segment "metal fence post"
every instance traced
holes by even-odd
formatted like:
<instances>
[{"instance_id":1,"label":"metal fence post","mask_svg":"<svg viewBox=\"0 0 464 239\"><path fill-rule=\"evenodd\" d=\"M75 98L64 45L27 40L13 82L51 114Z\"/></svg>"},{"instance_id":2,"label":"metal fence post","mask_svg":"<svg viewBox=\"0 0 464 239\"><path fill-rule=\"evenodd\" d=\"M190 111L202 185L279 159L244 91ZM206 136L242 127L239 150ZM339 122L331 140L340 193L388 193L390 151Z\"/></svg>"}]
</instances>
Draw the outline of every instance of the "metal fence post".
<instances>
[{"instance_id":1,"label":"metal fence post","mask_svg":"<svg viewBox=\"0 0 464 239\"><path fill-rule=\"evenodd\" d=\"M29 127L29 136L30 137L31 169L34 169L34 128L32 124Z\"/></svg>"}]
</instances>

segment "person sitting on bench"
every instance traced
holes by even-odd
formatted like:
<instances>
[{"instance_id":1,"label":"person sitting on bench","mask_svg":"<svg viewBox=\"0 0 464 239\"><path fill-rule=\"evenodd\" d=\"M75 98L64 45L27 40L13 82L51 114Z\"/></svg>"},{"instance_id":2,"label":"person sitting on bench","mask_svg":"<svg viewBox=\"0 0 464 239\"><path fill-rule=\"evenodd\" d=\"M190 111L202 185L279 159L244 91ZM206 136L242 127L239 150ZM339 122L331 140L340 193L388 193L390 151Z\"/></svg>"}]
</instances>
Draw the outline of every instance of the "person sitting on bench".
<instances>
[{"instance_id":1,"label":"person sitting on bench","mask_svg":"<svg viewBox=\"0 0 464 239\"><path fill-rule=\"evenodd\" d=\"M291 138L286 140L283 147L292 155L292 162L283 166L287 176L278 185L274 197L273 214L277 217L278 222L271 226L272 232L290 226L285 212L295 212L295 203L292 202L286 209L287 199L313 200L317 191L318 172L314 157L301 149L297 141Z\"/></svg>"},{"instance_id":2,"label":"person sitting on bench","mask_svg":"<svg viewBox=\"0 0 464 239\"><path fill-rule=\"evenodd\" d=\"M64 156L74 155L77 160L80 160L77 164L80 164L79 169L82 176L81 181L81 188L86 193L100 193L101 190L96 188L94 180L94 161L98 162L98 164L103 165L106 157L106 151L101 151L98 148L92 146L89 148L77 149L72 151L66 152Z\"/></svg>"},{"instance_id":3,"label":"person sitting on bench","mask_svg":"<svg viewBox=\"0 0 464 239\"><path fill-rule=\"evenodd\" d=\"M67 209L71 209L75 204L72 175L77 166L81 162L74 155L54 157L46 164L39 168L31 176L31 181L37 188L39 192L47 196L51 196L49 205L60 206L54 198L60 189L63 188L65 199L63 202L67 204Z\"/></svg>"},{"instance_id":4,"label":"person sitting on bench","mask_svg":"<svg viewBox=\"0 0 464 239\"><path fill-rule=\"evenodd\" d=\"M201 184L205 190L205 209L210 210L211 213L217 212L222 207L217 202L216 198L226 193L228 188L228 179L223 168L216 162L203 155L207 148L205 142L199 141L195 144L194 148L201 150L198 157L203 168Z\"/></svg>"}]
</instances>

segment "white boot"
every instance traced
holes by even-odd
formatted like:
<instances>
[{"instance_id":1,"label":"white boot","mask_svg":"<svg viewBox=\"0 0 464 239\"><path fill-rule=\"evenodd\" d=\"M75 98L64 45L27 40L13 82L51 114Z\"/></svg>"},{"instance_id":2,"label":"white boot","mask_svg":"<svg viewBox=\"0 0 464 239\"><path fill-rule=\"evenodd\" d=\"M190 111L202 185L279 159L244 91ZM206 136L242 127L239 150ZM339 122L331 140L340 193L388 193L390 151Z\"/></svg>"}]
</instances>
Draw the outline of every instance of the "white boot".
□ □ □ □ □
- _WHAT THE TASK REQUIRES_
Please convert the material, from its first line through the line containing "127L29 136L30 137L31" (both ends included), into a Markdown table with the columns Row and Material line, one row per line and blank lines left out.

- _ANSWER TO THE TASK_
| Row | Material line |
|---|---|
| 1 | segment "metal fence post" |
| 2 | every instance traced |
| 3 | holes by even-odd |
| 4 | formatted like: |
| 5 | <instances> |
| 6 | [{"instance_id":1,"label":"metal fence post","mask_svg":"<svg viewBox=\"0 0 464 239\"><path fill-rule=\"evenodd\" d=\"M75 98L64 45L27 40L13 82L51 114Z\"/></svg>"},{"instance_id":2,"label":"metal fence post","mask_svg":"<svg viewBox=\"0 0 464 239\"><path fill-rule=\"evenodd\" d=\"M190 111L202 185L279 159L244 91ZM206 136L242 127L239 150ZM339 122L331 140L340 193L388 193L390 151Z\"/></svg>"}] |
| 7 | </instances> |
| 8 | Draw the outline of every instance of the "metal fence post". |
| 9 | <instances> |
| 10 | [{"instance_id":1,"label":"metal fence post","mask_svg":"<svg viewBox=\"0 0 464 239\"><path fill-rule=\"evenodd\" d=\"M29 127L29 136L30 137L31 169L34 169L34 128L32 124Z\"/></svg>"}] |